### Work to be completed
Reproduce word for word the passage of the startup-simulation article below, from "We gave 12 LLMs" to "the API cost.".

### Study text
[Start of Attachment]

Open Source

We gave 12 LLMs a startup to run for a year. GLM-5 nearly matched Claude Opus 4.6 at 11× lower cost.

A year-long startup simulation reveals GLM-5's cost-efficiency, performing within 5% of Opus for 1/11th the API cost.

Deep Dive

Collinear AI's new YC-Bench benchmark puts large language models through a grueling, year-long simulation where they act as the CEO of a startup. The environment features hundreds of decision points, delayed and sparse feedback, and a market where 35% of clients secretly inflate work requirements. The results, from testing 12 models with three random seeds each, reveal a stark performance hierarchy. Claude Opus 4.6 topped the leaderboard with an average of $1.27 million in final capital, but the real story is GLM-5, which came within 5% of Opus's performance at just $7.62 per API run—an 11x cost reduction compared to Opus's $86. GPT-5.4 placed third with $1.00 million, while all other models, including several that went bankrupt, failed to even maintain the starting $200,000.

[End of Attachment]

### Data to examine

[Start of Attachment]

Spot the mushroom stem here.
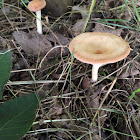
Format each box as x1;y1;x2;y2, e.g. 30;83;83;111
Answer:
92;64;102;82
36;10;42;34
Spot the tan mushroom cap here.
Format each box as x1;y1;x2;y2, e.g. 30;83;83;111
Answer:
69;32;130;65
28;0;46;12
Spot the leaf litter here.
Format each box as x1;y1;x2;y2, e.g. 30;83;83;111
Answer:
0;0;140;140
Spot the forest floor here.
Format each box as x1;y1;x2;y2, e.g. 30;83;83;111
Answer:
0;0;140;140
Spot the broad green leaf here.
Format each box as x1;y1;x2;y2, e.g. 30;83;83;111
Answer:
0;50;12;99
129;88;140;99
0;94;38;140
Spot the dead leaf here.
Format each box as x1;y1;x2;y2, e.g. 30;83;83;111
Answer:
72;19;92;36
13;31;66;59
120;67;140;78
82;76;90;89
93;23;123;36
0;36;7;48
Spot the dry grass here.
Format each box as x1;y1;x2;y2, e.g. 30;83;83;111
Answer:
0;0;140;140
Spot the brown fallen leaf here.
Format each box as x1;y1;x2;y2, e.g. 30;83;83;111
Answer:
13;31;66;59
93;23;123;36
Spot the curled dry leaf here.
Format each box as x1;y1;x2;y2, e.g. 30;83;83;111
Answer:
13;31;67;59
120;67;140;78
0;36;7;48
72;19;92;36
82;76;90;89
93;23;123;36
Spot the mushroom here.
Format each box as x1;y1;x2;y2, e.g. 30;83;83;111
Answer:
69;32;130;82
28;0;46;34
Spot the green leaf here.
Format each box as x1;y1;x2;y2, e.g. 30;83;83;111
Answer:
0;50;12;99
0;0;2;8
0;94;39;140
129;88;140;99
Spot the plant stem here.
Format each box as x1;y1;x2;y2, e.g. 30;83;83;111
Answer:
36;10;42;34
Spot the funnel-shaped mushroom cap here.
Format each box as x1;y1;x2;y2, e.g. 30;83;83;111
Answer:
69;32;130;65
28;0;46;12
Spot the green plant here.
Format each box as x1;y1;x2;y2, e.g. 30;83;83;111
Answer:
0;50;39;140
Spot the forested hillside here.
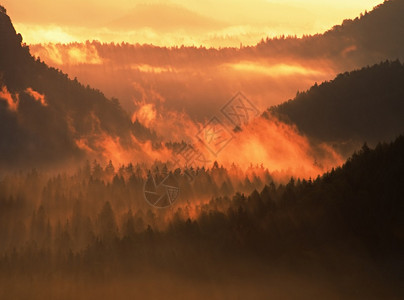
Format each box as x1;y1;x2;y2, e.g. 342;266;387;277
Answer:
269;61;404;151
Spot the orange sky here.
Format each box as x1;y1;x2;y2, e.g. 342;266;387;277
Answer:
2;0;383;47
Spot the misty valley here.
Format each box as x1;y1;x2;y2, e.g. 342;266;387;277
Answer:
0;0;404;299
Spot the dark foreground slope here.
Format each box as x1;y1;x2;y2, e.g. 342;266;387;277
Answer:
0;7;151;167
269;61;404;152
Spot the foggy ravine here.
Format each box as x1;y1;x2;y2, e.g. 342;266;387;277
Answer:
0;0;404;299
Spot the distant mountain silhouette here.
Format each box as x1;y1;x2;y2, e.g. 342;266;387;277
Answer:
108;4;226;31
268;61;404;154
0;7;153;167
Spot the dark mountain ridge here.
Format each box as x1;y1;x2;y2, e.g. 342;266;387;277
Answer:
0;7;154;167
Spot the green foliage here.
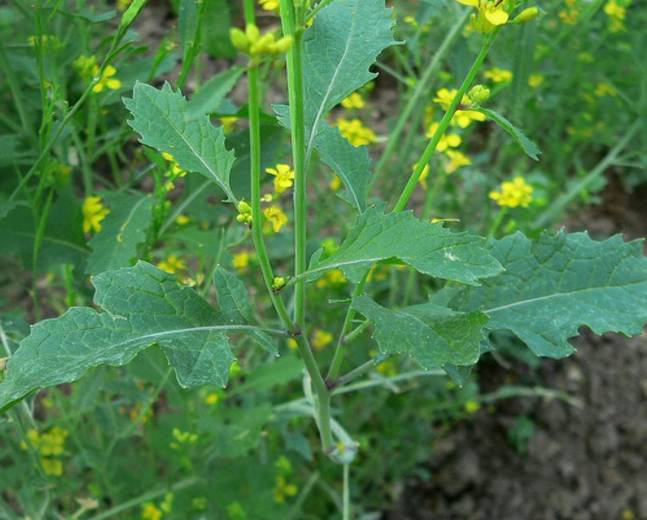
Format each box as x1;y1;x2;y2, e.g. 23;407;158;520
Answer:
450;232;647;358
124;83;236;201
87;194;153;274
308;208;501;284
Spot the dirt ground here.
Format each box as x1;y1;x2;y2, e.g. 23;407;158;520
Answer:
384;183;647;520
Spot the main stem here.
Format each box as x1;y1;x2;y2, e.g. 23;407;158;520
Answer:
245;0;334;454
393;29;499;213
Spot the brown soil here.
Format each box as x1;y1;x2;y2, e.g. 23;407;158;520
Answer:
384;183;647;520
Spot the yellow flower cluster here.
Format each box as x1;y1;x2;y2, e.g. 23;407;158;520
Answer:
20;426;69;477
483;67;512;83
490;176;533;208
229;24;292;57
341;92;366;110
335;117;377;146
311;329;333;351
157;255;186;274
265;164;294;195
604;0;631;32
81;195;110;233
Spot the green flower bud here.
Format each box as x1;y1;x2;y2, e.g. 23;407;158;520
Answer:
467;85;490;105
229;27;249;52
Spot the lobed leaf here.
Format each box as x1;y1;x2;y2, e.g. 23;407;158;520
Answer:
352;296;487;370
0;262;278;410
123;82;236;201
449;232;647;358
305;208;501;285
86;194;153;274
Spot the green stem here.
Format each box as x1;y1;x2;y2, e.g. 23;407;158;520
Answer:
371;9;470;185
393;29;499;212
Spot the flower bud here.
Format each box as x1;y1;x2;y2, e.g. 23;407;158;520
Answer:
229;27;249;52
467;85;490;105
512;7;539;23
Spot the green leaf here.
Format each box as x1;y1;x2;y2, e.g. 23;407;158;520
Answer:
303;0;397;144
449;232;647;358
305;208;501;285
87;194;153;274
124;82;236;201
214;266;279;356
475;108;541;161
0;262;278;410
188;67;245;117
352;296;487;370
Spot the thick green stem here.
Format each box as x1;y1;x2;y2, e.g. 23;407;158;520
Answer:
393;29;499;212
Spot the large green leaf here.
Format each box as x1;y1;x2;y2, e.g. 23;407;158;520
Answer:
0;262;278;409
214;266;279;356
353;296;487;369
87;194;153;274
306;208;501;285
303;0;397;144
124;82;236;201
449;232;647;358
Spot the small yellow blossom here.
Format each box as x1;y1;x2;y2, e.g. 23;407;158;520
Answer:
335;117;377;146
274;475;299;504
231;250;251;273
82;195;110;233
175;215;191;226
141;502;162;520
312;329;333;350
220;116;239;134
425;123;463;152
265;164;294;193
445;150;472;173
528;74;544;88
483;67;512;83
92;65;121;93
456;0;510;33
263;205;288;233
258;0;279;11
341;92;366;109
490;176;533;208
157;255;186;274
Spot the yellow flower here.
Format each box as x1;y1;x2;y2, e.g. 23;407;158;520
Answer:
142;502;162;520
92;65;121;93
328;175;341;191
341;92;366;109
312;329;333;350
157;255;186;274
220;116;239;134
456;0;509;33
528;74;544;88
263;205;288;233
82;195;110;233
335;117;377;146
274;475;299;504
258;0;279;11
483;67;512;83
445;150;472;173
40;457;63;477
411;163;429;190
265;164;294;193
425;123;463;152
231;250;251;273
490;176;533;208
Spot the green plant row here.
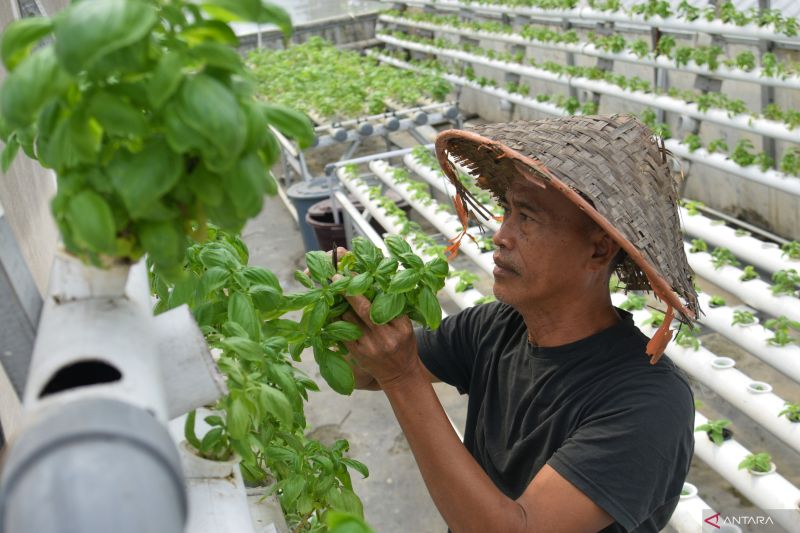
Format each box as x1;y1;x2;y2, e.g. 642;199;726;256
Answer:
0;0;313;274
247;37;451;120
386;10;800;79
376;31;800;129
390;0;800;37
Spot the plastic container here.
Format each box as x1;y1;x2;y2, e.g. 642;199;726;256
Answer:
286;177;337;252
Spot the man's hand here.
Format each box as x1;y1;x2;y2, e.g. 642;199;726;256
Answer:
342;290;430;391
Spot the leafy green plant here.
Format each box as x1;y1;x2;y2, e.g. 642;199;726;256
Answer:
739;265;758;281
619;292;647;311
731;309;756;326
694;418;732;446
708;296;727;307
781;241;800;259
771;268;800;296
778;402;800;422
0;0;313;276
739;452;772;472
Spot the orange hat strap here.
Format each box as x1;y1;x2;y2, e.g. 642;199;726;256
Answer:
647;304;675;365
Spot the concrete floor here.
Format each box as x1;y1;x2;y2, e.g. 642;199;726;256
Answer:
243;189;466;533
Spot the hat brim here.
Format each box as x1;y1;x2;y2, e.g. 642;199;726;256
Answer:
436;130;696;321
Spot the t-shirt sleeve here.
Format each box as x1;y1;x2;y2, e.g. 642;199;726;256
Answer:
547;375;694;531
415;304;493;394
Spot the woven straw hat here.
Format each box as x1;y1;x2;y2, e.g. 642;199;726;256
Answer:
436;115;697;363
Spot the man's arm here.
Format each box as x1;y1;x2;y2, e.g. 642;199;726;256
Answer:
346;297;614;533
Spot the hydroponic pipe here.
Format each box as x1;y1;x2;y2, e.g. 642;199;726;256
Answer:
378;15;800;89
680;207;800;273
683;243;800;322
403;154;500;231
611;293;800;452
698;293;800;384
386;0;800;44
369;161;494;274
377;35;800;143
694;411;800;531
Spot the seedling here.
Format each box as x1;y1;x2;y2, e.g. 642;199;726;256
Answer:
689;239;708;254
778;402;800;423
739;265;758;281
694;418;733;446
771;268;800;296
711;247;740;270
708;296;726;307
739;452;772;473
731;309;756;326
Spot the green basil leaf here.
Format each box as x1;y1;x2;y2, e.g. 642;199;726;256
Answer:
89;91;148;137
416;287;442;329
220;337;264;362
55;0;158;74
227;396;251;440
388;269;419;293
306;251;336;283
107;138;183;219
0;17;53;72
146;51;183;109
369;293;406;324
383;235;414;259
317;350;355;396
262;104;314;149
139;221;186;268
0;46;70;129
322;320;364;342
242;266;281;291
66;190;116;254
347;272;373;296
228;292;261;340
258;384;294;428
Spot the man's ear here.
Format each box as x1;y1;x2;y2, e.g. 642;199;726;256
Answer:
590;227;620;271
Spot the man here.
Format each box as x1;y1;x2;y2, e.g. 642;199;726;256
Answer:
340;116;697;533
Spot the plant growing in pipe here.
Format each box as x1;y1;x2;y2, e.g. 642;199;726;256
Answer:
739;452;775;474
778;402;800;423
694;418;733;446
0;0;313;277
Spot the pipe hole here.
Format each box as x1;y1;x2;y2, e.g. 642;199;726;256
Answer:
39;359;122;398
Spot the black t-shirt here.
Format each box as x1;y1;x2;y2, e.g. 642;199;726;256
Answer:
417;302;694;532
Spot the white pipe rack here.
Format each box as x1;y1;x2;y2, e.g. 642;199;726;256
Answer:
403;154;500;231
698;293;800;383
369;161;494;274
680;207;800;273
611;293;800;452
694;411;800;531
378;15;800;89
377;35;800;143
683;243;800;321
386;0;800;44
664;139;800;196
375;54;800;200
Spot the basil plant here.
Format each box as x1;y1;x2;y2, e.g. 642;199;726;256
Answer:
0;0;313;277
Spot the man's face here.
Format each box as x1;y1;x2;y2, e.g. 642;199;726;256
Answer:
492;178;602;310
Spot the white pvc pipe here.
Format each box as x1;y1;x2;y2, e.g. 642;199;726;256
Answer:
664;139;800;196
694;411;800;531
403;154;500;231
378;35;800;143
698;293;800;383
683;243;800;321
369;161;494;274
390;0;800;43
679;207;800;273
378;15;800;89
611;293;800;452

[End of Attachment]

### Task solution
We gave 12 LLMs a startup to run for a year. GLM-5 nearly matched Claude Opus 4.6 at 11× lower cost.

A year-long startup simulation reveals GLM-5's cost-efficiency, performing within 5% of Opus for 1/11th the API cost.